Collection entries
------

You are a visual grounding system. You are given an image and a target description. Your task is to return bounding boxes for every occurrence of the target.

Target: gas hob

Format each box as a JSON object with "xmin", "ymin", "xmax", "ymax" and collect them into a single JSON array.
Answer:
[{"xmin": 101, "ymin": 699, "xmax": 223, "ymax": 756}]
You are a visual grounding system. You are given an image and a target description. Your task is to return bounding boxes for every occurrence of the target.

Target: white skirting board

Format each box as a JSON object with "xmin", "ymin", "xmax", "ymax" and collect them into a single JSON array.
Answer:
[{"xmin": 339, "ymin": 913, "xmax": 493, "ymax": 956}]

------

__Exercise objective__
Repeat the records above exactly, with nothing left out.

__Solution to the exercise__
You are a visual grounding system. You are given an image and a target description. Your task is to return bounding boxes for every occurrence of the target.

Target: gas hob

Format each box as a JSON object with "xmin", "ymin", "xmax", "ymax" and collect them into a single JSON array.
Answer:
[{"xmin": 101, "ymin": 699, "xmax": 223, "ymax": 756}]
You are a visual grounding system. You are given an image and a target description. Your task is to return bounding boxes for every occurrence of the target.

Target: white skirting board

Format each box as a JSON object with "xmin", "ymin", "xmax", "ymax" and collect them into a single JSON array.
Answer:
[{"xmin": 339, "ymin": 913, "xmax": 493, "ymax": 956}]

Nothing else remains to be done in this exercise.